Provided records
==========

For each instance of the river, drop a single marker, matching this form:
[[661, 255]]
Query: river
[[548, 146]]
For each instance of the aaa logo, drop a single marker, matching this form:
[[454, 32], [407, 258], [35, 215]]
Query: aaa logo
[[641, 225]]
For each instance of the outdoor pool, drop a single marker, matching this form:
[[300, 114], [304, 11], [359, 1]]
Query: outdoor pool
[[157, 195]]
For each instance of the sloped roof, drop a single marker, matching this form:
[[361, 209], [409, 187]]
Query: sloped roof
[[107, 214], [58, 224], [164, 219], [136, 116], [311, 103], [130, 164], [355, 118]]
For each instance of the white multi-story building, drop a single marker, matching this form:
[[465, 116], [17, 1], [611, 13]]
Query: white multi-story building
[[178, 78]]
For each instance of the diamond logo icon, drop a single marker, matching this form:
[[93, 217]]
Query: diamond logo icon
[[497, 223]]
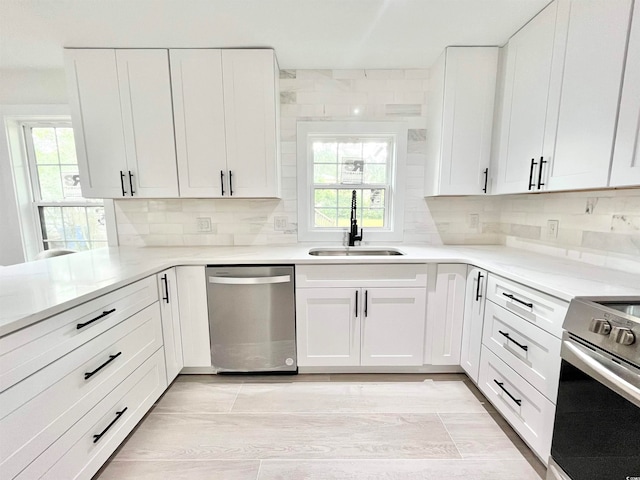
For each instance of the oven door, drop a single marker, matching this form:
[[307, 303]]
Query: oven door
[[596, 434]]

==========

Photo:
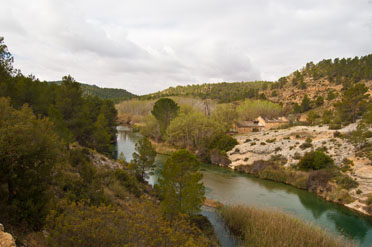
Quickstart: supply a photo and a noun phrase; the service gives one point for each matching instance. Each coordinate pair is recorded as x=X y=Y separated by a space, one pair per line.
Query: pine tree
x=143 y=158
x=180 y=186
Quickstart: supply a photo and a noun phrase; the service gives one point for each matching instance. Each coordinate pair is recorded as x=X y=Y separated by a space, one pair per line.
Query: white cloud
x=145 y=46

==========

Exercise instructions
Working from the material above, retype exactly the lines from the one with "For each instance of the river, drop" through the one with "[[361, 209], [409, 187]]", both included, and only those lines.

Answer space
For each instance of the river, drop a single marker, matching this form:
[[661, 255]]
Query: river
[[548, 146]]
For each instance of the aaa logo, drop a single marker, matching this form:
[[454, 32], [407, 258], [35, 215]]
Query: aaa logo
[[641, 225]]
For each instance of the outdoor pool, drop a single marker, matching this form:
[[300, 114], [304, 11], [359, 1]]
Query: outdoor pool
[[157, 195]]
For each instance of the sloped roof, drop a single marker, matching this form:
[[361, 209], [409, 187]]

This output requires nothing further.